DATA ROWS:
* * *
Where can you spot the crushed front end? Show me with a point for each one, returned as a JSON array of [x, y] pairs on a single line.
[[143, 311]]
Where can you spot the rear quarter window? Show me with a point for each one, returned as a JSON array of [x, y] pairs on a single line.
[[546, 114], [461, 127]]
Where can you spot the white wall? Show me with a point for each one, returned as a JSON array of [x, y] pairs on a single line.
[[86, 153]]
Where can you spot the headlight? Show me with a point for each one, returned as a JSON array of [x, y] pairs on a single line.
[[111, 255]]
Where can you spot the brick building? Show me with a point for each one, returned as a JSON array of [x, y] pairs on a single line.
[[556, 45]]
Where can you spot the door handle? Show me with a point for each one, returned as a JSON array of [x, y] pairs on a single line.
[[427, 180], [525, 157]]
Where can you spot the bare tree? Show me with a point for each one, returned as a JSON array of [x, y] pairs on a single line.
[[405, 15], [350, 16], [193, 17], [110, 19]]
* * *
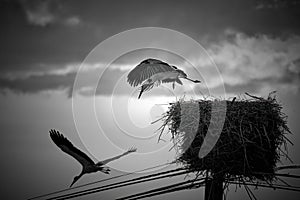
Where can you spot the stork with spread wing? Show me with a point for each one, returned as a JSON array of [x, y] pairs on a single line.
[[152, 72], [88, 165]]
* * *
WHAT IS ASKED:
Extract every line of the rows above that contains the word "Show", treating uppercase and lowercase as distinct.

WRITTEN ANSWER:
Where can you spot the crushed front end? Show me with a point for each one, returned as a JSON array of [x, y] pairs on a single line.
Where can you spot the rear quarter window? Show me with a point for each one, returned as a JSON array of [x, y] pairs on a single line.
Where can you spot the white wall? Show me with a point for each one, returned as a JSON array of [x, y] pairs on a single line.
Where can you spot the headlight? Show me with a point for each one, returned as a JSON array of [x, y] pairs on a single line.
Where can you spot the brick building? Show me with a point for each one, returned as a JSON array of [x, y] pairs on a single line.
Where can you spot the door handle? Show me with a point for each one, returned as a JSON array of [x, y] pairs on a single line.
Where can you spot the bare tree? Show me with a point for each one, returned as a JSON array of [x, y] pairs on a single line.
Where can you spot the stork with spread wing? Show me with a point for each one, returned as a JSON array of [x, y] pairs on a single line.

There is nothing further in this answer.